Given problem =>
Convert every line of the listing below into a numbered list, dropping any blank lines.

A series of records

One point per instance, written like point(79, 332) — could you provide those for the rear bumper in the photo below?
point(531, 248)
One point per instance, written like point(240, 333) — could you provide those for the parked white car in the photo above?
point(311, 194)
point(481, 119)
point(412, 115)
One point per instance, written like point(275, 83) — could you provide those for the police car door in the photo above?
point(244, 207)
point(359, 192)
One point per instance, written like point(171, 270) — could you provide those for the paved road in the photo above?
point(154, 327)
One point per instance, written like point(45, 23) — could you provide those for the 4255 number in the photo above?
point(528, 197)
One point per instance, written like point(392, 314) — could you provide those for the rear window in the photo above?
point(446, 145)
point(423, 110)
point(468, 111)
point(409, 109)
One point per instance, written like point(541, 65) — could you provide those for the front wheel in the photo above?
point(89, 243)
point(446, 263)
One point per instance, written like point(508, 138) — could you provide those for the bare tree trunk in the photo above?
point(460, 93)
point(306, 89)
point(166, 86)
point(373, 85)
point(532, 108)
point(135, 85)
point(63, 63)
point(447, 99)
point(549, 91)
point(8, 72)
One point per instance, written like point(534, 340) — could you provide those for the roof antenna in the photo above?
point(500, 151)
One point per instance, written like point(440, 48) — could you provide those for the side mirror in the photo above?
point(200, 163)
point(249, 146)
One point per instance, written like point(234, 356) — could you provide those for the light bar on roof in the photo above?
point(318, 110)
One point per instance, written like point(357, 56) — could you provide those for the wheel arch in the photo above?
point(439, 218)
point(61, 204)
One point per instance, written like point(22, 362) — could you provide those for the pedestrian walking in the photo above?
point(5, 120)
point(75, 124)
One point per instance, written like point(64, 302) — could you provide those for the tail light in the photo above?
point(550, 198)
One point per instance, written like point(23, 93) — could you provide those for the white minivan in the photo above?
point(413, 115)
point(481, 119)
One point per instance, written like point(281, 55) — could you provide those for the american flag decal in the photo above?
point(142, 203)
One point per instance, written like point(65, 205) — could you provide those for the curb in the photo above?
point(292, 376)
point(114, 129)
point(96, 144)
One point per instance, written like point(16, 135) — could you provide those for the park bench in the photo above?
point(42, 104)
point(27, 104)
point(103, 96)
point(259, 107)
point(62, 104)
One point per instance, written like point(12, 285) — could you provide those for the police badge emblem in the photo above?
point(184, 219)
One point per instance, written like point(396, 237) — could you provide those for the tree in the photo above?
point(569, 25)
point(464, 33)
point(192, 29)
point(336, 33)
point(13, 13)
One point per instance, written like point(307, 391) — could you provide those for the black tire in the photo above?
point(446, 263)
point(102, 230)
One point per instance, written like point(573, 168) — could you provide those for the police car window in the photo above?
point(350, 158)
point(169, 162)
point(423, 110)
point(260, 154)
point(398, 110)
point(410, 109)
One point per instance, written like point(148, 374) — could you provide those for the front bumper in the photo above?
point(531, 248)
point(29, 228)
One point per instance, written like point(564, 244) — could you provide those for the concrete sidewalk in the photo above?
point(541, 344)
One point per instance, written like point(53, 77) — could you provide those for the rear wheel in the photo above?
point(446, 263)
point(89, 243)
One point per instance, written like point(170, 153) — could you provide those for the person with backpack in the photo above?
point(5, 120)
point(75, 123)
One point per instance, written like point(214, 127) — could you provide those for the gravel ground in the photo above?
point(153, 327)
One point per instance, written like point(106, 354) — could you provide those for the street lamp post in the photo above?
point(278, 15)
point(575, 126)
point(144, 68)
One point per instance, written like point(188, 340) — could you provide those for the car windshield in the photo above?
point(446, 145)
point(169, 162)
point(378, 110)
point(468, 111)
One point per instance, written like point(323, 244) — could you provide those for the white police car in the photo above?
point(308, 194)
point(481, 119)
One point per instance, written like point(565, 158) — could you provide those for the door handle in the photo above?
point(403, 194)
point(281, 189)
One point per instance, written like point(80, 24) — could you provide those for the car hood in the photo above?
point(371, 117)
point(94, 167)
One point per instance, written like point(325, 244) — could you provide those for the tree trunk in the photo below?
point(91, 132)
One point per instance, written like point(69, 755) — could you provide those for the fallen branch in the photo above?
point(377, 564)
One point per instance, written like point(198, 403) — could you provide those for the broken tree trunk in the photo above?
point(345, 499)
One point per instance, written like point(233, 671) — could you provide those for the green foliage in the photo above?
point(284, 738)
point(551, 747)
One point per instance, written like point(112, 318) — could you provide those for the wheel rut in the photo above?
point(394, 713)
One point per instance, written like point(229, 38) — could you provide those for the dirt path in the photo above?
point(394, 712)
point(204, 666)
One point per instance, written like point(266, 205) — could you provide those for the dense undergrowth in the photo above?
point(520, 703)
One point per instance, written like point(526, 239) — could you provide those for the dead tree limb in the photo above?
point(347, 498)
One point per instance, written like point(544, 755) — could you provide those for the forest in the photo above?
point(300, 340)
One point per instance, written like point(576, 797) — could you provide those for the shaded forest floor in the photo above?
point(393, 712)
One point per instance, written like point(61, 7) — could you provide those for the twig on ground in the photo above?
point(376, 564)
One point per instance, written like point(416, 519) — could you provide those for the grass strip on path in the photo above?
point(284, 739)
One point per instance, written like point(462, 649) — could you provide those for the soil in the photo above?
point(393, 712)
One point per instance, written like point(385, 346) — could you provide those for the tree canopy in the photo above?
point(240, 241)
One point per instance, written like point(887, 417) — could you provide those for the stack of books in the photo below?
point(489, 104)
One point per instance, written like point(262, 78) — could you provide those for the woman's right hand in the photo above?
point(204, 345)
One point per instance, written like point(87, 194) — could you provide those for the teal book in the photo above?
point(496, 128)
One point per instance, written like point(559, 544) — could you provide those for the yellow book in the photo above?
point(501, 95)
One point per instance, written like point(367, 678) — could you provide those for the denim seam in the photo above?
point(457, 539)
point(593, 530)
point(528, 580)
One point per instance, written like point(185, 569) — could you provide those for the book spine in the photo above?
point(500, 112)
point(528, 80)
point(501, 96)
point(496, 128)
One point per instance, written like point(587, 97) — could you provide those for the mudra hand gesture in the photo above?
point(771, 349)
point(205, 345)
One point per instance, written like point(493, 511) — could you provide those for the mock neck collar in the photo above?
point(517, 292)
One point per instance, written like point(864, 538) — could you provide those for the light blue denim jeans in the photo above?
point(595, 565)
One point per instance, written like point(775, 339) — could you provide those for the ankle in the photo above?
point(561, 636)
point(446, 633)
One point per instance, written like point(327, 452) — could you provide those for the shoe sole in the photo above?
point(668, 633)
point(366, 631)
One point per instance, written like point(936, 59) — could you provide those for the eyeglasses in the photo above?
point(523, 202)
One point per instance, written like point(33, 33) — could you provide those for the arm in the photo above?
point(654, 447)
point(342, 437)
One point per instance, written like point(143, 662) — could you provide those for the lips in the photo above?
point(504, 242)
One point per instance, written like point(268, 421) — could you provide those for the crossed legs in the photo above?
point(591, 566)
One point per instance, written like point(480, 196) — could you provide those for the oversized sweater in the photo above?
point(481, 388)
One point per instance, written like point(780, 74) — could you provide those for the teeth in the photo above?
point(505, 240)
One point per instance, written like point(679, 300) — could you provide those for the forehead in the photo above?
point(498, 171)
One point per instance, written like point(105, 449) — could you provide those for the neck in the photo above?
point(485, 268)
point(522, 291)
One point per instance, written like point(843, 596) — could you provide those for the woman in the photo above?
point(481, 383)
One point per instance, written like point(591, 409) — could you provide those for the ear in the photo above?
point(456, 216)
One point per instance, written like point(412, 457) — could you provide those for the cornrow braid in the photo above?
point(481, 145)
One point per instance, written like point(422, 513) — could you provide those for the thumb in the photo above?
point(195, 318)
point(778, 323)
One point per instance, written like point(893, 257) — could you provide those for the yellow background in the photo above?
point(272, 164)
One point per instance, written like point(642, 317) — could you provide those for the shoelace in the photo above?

Result for this task =>
1. One point per instance, written like point(79, 332) — could you provide those for the rear bumper in the photo below?
2. point(531, 248)
3. One point per instance, written like point(240, 333) — could you provide those for the parked white car in the photo above?
4. point(311, 194)
5. point(481, 119)
6. point(412, 115)
7. One point per instance, written like point(275, 83) — could you provide those for the police car door in the photo above?
8. point(244, 207)
9. point(359, 192)
10. One point per instance, written like point(171, 270) — could you provide those for the paved road in the photo above?
11. point(154, 327)
12. One point per instance, written like point(45, 23) — could you provide those for the 4255 number in the photo above?
13. point(528, 197)
14. One point per instance, written like point(392, 314) — could you provide those for the rear window in the photo above?
15. point(446, 145)
16. point(423, 110)
17. point(468, 111)
18. point(409, 109)
19. One point per instance, written like point(541, 65) — could you provide those for the front wheel in the photo above?
20. point(89, 243)
21. point(446, 263)
22. One point per instance, written like point(508, 138) — could you provide those for the bare tree trunk in the photo above?
23. point(460, 93)
24. point(306, 89)
25. point(166, 86)
26. point(373, 85)
27. point(532, 108)
28. point(135, 85)
29. point(63, 63)
30. point(447, 99)
31. point(549, 91)
32. point(8, 72)
33. One point per instance, written like point(534, 340) — could you provide those for the roof antenna in the photo above?
34. point(500, 151)
35. One point per instance, written like point(440, 48) — could you provide those for the side mirror in the photo above?
36. point(200, 163)
37. point(249, 146)
38. One point per instance, written like point(234, 356) — could you provide those for the light bar on roof in the photo above?
39. point(318, 110)
40. One point per instance, written like point(357, 56) — could you provide those for the wheel arch in the photo above?
41. point(439, 218)
42. point(61, 204)
43. One point per instance, written like point(22, 362) — could you provide those for the pedestrian walking in the photo above?
44. point(5, 120)
45. point(75, 124)
46. One point per instance, written like point(64, 302) — could you provide those for the tail light in the photo above?
47. point(550, 198)
48. One point per instance, written like point(23, 93) — could you provide those for the white minivan in the photo above?
49. point(413, 115)
50. point(481, 119)
51. One point per instance, written like point(281, 55) — could you provide those for the american flag decal in the photo above?
52. point(142, 203)
53. One point per instance, written like point(65, 205) — could you provide those for the curb in the photo above?
54. point(292, 376)
55. point(114, 129)
56. point(96, 144)
57. One point per instance, written like point(16, 135) — could you provide those for the park bench in the photo above?
58. point(42, 104)
59. point(27, 104)
60. point(103, 96)
61. point(259, 107)
62. point(62, 104)
63. One point per instance, written like point(12, 285) — could you provide those for the police badge emblem in the photo above?
64. point(184, 219)
65. One point per instance, written like point(396, 237) — could you provide those for the tree in the photo above?
66. point(569, 25)
67. point(464, 33)
68. point(192, 29)
69. point(336, 33)
70. point(13, 13)
71. One point per instance, written like point(307, 391) — could you provide those for the black tire in the photo above?
72. point(446, 263)
73. point(102, 230)
74. One point per instance, written like point(573, 168) — could you provide those for the police car window in the photo above?
75. point(350, 158)
76. point(169, 162)
77. point(423, 110)
78. point(260, 154)
79. point(398, 110)
80. point(410, 109)
81. One point per instance, written like point(148, 374) — could you provide those for the front bumper in the photo above?
82. point(531, 248)
83. point(29, 228)
84. One point per instance, written like point(564, 244) — could you provide those for the concrete sidewalk in the photo above?
85. point(541, 344)
86. One point per instance, written like point(53, 77) — could you provide those for the rear wheel in the photo above?
87. point(446, 263)
88. point(89, 243)
89. One point per instance, written like point(170, 153) — could you provide those for the person with backpack in the photo above?
90. point(5, 120)
91. point(75, 123)
92. One point per instance, written like point(214, 127) — could you provide those for the gravel ground in the photo above?
93. point(153, 327)
94. One point per instance, written like point(106, 354) — could you provide those for the street lamp post in the photo above?
95. point(278, 15)
96. point(575, 126)
97. point(144, 68)
98. One point per instance, written like point(188, 340) — could you provide those for the car windshield in the photo above?
99. point(446, 145)
100. point(169, 162)
101. point(378, 110)
102. point(468, 111)
103. One point per instance, written like point(323, 244) — could you provide those for the white police car in the photo above?
104. point(308, 194)
105. point(481, 119)
106. One point per instance, written like point(565, 158) — could you provide those for the door handle in the photo above?
107. point(403, 194)
108. point(281, 189)
109. One point per instance, written like point(80, 24) — could you provide those for the car hood in the photo above?
110. point(371, 117)
111. point(94, 167)
112. One point per instance, written like point(325, 244) — could you provide those for the tree trunk in the photo below?
113. point(91, 132)
114. One point per instance, written like point(69, 755) — could you provide those for the fallen branch in the photo above?
115. point(377, 564)
116. One point per instance, written like point(198, 403) — could you provide those for the broken tree trunk in the photo above?
117. point(345, 499)
118. One point per instance, written like point(233, 671) — could you provide those for the green foliage in the photo above?
119. point(284, 738)
120. point(551, 747)
121. One point per instance, written like point(112, 318) — could you provide those for the wheel rut in the photo above?
122. point(394, 713)
123. One point per instance, written like point(229, 38) — could you provide those for the dirt path in the photo above?
124. point(394, 712)
125. point(204, 666)
126. One point per instance, written like point(266, 205) — could you provide those for the dense undergrowth in the photo above?
127. point(520, 703)
128. One point per instance, written like point(526, 239) — could you provide those for the dead tree limb in the photo above?
129. point(347, 498)
130. One point per instance, written like point(544, 755) — could you provide those for the forest in the photo above?
131. point(300, 340)
132. One point per instance, written like point(576, 797) — could you provide those for the shaded forest floor in the photo above?
133. point(393, 712)
134. One point per instance, written like point(61, 7) — could you provide those for the twig on ground in the photo above?
135. point(376, 564)
136. One point per instance, written like point(416, 519) — could you provide those for the grass strip on path in the photo above?
137. point(284, 739)
138. One point per instance, written like point(462, 649) — could you provide those for the soil in the photo above?
139. point(393, 712)
140. One point per instance, written like point(385, 346) — could you provide those for the tree canopy in the photo above?
141. point(240, 241)
142. One point per instance, written like point(887, 417) — could you provide those for the stack of books in the photo below?
143. point(489, 104)
144. One point per instance, written like point(262, 78) — could you provide those for the woman's right hand in the photo above?
145. point(204, 345)
146. One point per instance, written like point(87, 194) — could you provide those for the teal book in the photo above?
147. point(496, 128)
148. One point per instance, written like point(559, 544) — could you provide those for the yellow book in the photo above?
149. point(501, 95)
150. One point per instance, written like point(367, 678) — could you provide those for the denim seam in the photo above?
151. point(457, 539)
152. point(593, 530)
153. point(528, 580)
154. One point per instance, written like point(185, 569) — could you provide those for the book spine in the photo above?
155. point(500, 112)
156. point(528, 80)
157. point(501, 96)
158. point(496, 128)
159. One point per instance, written like point(587, 97) — could you provide those for the mudra hand gesture in the photo above?
160. point(771, 349)
161. point(205, 345)
162. One point per instance, written like point(493, 511) — could you provide those for the mock neck collar in the photo above?
163. point(517, 292)
164. One point per instance, written like point(864, 538) — could you provide those for the light blue denim jeans in the photo above?
165. point(595, 565)
166. One point per instance, written like point(775, 339) — could you provide those for the ankle in the photo above?
167. point(561, 636)
168. point(446, 633)
169. One point per instance, written like point(327, 452) — could you provide those for the shoe sole in the photo above?
170. point(668, 633)
171. point(366, 631)
172. One point per instance, written like point(936, 59) — could you provide those for the eyeglasses in the photo above?
173. point(523, 202)
174. One point per instance, written like point(33, 33) — could you provide those for the arm in the photo above?
175. point(654, 447)
176. point(342, 437)
177. One point per instance, written like point(143, 662) — could you provide those for the lips in the photo above?
178. point(504, 242)
179. One point per instance, written like point(268, 421) — could you provide those for the crossed legs in the photo above?
180. point(591, 566)
181. One point per instance, written like point(480, 196) — could you provide those for the oversized sweater in the photo above?
182. point(481, 388)
183. One point per instance, written like point(780, 74) — could you provide those for the teeth in the photo above?
184. point(505, 240)
185. One point per instance, written like point(679, 300) — could you provide those for the forehead in the photo above?
186. point(498, 171)
187. One point per instance, written like point(105, 449) — could you provide those for the neck in the photo above?
188. point(485, 268)
189. point(522, 291)
190. One point per instance, written like point(843, 596) — could you provide those for the woman in the photo above?
191. point(481, 383)
192. One point per instance, written like point(591, 409) — could you provide those for the ear in the photo above?
193. point(456, 216)
194. One point per instance, written like point(412, 457) — could you provide those for the cornrow braid in the photo above?
195. point(481, 145)
196. One point per instance, written like point(422, 513) — could you provide those for the thumb in the photo above?
197. point(195, 318)
198. point(778, 323)
199. One point per instance, written like point(893, 257) — could you provide those for the yellow background in the photo above?
200. point(272, 164)
201. One point per instance, written like point(642, 317) — could you provide those for the shoelace in the photo above?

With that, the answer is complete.